Direction: Can you convert the lines between the one containing "Teacher note: indicate the wooden lodge" and the one containing "point(698, 109)", inclusive, into a JSON list of strings, one string per line and blank lines omitted?

======== Task data ========

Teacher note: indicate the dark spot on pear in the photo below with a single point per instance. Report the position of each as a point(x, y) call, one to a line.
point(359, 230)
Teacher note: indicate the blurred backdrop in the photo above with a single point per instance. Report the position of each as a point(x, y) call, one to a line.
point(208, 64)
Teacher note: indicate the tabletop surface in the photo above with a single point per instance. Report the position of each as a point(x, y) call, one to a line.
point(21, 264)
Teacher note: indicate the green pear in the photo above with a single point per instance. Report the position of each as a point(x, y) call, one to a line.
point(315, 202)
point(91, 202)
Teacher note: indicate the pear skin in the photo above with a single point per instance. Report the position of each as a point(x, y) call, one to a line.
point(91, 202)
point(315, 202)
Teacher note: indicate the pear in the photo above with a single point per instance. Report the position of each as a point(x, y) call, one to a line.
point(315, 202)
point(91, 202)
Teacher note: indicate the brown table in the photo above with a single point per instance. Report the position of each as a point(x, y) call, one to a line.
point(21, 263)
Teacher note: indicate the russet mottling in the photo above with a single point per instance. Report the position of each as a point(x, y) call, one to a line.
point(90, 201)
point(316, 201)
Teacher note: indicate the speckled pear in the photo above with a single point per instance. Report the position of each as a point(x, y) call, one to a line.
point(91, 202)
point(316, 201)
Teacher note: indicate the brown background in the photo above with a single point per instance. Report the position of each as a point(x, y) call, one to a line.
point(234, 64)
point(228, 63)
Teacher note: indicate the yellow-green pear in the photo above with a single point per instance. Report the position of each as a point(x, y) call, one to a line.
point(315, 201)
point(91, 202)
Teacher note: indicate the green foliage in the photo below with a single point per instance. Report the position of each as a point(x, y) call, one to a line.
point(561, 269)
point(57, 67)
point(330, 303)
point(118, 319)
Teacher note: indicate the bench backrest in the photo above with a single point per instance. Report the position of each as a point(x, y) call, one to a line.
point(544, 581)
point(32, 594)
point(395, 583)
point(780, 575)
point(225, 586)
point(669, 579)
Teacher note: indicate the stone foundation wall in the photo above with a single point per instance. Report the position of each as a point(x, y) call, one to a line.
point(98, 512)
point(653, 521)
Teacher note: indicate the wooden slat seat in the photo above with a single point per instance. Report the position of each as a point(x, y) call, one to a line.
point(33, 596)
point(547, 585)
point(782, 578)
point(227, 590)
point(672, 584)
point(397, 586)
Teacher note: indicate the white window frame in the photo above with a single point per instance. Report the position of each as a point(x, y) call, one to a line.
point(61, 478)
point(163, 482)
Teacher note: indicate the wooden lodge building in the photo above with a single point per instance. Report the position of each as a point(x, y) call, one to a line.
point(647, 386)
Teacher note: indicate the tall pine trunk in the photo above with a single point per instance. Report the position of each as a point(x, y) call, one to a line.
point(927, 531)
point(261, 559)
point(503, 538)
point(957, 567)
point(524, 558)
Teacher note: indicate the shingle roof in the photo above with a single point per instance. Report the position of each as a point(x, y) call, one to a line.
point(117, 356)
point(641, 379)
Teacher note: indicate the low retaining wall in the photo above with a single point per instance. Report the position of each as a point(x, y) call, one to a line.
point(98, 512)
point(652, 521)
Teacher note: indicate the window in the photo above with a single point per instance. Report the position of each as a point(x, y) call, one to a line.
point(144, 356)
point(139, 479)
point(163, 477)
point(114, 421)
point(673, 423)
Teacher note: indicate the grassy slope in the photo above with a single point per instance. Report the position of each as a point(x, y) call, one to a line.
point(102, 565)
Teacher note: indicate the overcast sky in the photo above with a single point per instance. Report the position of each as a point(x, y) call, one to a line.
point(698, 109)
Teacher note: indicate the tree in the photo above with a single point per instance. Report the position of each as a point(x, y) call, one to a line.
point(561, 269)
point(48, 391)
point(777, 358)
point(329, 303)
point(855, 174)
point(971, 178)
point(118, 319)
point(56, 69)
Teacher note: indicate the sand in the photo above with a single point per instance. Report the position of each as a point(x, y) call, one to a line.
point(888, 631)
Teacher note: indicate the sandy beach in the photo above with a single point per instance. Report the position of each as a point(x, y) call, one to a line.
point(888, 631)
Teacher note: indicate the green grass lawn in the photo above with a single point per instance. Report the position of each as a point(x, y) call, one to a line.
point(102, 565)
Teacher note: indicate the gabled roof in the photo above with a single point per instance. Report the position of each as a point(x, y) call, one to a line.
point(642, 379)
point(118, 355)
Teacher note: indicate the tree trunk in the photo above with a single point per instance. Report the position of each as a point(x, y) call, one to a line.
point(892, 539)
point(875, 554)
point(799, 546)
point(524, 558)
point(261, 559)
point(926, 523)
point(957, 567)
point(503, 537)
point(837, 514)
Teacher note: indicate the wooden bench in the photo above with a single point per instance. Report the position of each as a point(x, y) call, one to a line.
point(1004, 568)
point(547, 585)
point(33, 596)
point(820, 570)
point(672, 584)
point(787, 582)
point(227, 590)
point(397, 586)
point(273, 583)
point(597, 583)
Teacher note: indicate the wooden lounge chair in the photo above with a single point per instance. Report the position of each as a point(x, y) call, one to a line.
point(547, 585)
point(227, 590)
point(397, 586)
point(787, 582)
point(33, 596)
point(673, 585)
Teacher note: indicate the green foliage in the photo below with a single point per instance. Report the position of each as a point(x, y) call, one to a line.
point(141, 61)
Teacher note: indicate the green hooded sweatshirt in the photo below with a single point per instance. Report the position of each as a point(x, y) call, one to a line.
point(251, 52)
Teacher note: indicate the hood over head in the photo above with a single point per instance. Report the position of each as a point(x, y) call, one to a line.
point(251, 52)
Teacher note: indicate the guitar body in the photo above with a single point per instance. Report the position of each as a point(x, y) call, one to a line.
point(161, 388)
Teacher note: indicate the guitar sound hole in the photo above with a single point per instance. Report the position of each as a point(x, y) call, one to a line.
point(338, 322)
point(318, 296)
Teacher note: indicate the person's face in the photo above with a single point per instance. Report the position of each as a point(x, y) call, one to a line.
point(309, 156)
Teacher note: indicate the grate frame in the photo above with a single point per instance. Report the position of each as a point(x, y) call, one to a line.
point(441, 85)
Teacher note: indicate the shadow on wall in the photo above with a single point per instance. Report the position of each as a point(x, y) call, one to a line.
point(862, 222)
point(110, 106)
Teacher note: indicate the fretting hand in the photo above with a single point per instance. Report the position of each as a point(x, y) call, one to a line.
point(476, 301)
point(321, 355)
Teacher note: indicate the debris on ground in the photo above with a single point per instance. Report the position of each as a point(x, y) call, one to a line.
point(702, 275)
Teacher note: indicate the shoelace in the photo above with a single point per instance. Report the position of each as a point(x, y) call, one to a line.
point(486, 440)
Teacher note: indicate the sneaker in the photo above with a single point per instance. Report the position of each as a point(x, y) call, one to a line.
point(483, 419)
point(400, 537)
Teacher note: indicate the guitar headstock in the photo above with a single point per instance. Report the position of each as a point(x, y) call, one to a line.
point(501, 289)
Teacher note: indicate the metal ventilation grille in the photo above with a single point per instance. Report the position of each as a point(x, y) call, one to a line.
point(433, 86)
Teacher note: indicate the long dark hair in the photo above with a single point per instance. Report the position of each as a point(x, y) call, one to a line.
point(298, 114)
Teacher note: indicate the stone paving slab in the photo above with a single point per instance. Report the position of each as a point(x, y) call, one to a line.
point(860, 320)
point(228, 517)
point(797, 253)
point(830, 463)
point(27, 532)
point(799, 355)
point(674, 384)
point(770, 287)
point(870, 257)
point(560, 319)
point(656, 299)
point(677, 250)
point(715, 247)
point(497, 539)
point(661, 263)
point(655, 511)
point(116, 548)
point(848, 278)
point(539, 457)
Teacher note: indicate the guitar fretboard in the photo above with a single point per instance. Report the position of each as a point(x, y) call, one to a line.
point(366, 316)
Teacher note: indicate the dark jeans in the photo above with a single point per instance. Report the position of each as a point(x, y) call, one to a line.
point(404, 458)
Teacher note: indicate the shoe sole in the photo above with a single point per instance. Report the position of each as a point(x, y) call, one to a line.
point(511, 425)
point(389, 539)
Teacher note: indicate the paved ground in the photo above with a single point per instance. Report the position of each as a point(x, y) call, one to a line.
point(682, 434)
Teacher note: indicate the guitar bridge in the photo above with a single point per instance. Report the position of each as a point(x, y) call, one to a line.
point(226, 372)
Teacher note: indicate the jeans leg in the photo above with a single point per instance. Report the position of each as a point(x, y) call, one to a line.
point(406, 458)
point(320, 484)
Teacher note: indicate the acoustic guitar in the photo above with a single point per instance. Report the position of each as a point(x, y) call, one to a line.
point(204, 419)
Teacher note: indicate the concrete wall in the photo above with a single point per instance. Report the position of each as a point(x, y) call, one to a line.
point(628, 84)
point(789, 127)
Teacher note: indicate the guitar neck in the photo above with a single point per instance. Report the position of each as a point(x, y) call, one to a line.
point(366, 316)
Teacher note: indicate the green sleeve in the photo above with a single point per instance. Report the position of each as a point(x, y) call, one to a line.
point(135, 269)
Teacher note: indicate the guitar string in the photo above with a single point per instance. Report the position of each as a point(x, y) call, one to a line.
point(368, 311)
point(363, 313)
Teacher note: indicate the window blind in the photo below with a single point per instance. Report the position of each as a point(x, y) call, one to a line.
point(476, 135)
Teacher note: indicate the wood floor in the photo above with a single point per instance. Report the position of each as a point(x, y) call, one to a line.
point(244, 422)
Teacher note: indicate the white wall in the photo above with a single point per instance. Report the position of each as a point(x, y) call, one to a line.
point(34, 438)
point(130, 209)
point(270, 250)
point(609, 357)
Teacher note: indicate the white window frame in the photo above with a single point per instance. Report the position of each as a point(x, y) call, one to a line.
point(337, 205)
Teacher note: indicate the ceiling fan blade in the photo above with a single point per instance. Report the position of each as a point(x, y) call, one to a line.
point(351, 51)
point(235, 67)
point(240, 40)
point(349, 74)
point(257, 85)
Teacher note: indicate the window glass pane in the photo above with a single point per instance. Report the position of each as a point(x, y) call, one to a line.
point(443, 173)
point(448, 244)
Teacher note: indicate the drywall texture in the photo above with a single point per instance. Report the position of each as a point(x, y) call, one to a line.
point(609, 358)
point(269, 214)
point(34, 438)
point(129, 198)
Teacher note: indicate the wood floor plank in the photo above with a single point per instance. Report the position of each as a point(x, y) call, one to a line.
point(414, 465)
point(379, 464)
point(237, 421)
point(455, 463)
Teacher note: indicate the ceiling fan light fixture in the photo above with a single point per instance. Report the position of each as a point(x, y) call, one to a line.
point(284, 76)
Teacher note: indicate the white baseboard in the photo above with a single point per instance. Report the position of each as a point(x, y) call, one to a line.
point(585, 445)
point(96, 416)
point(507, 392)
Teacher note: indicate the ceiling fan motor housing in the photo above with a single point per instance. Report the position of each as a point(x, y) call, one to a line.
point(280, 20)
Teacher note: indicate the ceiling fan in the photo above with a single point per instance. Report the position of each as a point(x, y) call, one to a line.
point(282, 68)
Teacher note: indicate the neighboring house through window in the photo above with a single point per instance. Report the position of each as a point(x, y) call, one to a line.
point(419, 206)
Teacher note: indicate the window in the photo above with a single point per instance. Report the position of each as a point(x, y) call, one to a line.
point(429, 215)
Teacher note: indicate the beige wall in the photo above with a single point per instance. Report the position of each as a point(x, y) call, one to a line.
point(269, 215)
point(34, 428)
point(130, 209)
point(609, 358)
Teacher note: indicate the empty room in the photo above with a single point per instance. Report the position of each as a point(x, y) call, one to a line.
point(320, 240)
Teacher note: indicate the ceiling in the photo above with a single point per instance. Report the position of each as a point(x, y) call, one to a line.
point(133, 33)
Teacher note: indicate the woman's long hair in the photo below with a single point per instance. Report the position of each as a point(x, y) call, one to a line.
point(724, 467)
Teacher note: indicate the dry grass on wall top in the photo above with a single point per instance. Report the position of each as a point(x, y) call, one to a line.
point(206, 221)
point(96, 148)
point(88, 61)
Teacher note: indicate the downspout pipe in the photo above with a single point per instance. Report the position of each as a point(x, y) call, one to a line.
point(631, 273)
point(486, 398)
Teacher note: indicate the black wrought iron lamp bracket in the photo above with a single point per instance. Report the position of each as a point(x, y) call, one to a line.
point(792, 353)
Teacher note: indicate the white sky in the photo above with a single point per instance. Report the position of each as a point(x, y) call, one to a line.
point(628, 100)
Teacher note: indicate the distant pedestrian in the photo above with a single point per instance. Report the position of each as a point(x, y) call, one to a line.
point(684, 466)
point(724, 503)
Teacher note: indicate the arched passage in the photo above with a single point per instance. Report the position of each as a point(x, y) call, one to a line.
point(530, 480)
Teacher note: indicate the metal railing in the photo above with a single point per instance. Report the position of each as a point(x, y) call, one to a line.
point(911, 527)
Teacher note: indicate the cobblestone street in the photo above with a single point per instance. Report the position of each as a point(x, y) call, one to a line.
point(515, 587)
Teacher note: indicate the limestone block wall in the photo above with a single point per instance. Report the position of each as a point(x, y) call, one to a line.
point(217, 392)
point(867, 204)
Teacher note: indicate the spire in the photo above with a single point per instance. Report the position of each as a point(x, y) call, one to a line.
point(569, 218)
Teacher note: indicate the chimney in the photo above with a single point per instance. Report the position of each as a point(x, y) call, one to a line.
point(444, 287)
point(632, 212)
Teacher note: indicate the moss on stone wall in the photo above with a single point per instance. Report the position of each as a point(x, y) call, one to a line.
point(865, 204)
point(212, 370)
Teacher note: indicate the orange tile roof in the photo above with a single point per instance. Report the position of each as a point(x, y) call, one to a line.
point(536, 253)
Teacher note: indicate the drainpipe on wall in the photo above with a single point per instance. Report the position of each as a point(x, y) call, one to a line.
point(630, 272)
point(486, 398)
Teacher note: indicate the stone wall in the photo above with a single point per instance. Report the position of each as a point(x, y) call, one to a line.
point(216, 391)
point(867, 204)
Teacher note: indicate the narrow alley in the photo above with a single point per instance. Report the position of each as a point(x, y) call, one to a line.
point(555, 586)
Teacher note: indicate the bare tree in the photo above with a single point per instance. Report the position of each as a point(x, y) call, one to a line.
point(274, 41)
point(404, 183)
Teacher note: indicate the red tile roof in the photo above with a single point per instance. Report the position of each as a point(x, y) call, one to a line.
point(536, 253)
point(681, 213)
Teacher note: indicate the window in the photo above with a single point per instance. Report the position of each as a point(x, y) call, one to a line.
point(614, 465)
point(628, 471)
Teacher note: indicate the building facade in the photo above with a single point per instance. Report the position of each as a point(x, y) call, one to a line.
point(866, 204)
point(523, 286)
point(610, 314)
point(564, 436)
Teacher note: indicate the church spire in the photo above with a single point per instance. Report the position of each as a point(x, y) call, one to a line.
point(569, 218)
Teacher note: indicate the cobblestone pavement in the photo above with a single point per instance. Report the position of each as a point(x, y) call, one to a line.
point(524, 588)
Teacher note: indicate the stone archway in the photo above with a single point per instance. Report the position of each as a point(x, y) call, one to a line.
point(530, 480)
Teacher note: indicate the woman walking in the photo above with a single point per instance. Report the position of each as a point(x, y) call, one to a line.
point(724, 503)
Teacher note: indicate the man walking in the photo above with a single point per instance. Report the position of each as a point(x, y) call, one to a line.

========

Reply to the exercise:
[
  "Teacher note: indicate the wooden lodge building in the photo above with a single point per instance. Report the position of each as a point(x, y) call, one to a line.",
  "point(647, 386)",
  "Teacher note: indicate the tall pine trunk in the photo above with a single point per instance. Report the position of each as a point(x, y) call, one to a line.",
  "point(927, 531)",
  "point(261, 559)",
  "point(503, 538)",
  "point(957, 567)",
  "point(524, 558)",
  "Teacher note: indicate the shingle roof in the photo above with a single point per instance. Report the position of each as a point(x, y) call, one to a line.",
  "point(117, 356)",
  "point(641, 379)",
  "Teacher note: indicate the low retaining wall in the photo above with a single point per instance. Report the position of each as a point(x, y) call, one to a line.",
  "point(98, 512)",
  "point(652, 521)",
  "Teacher note: indicate the window in the photo above with a single point per instance. Report the position of each as a point(x, y) call, one to a line.",
  "point(144, 356)",
  "point(139, 479)",
  "point(163, 477)",
  "point(114, 421)",
  "point(673, 423)",
  "Teacher note: indicate the grassy slope in the photo above with a single point per instance. Report the position of each as a point(x, y) call, one to a line.",
  "point(102, 565)",
  "Teacher note: indicate the overcast sky in the photo above with a single point per instance. Report the position of each as a point(x, y) call, one to a line.",
  "point(698, 109)"
]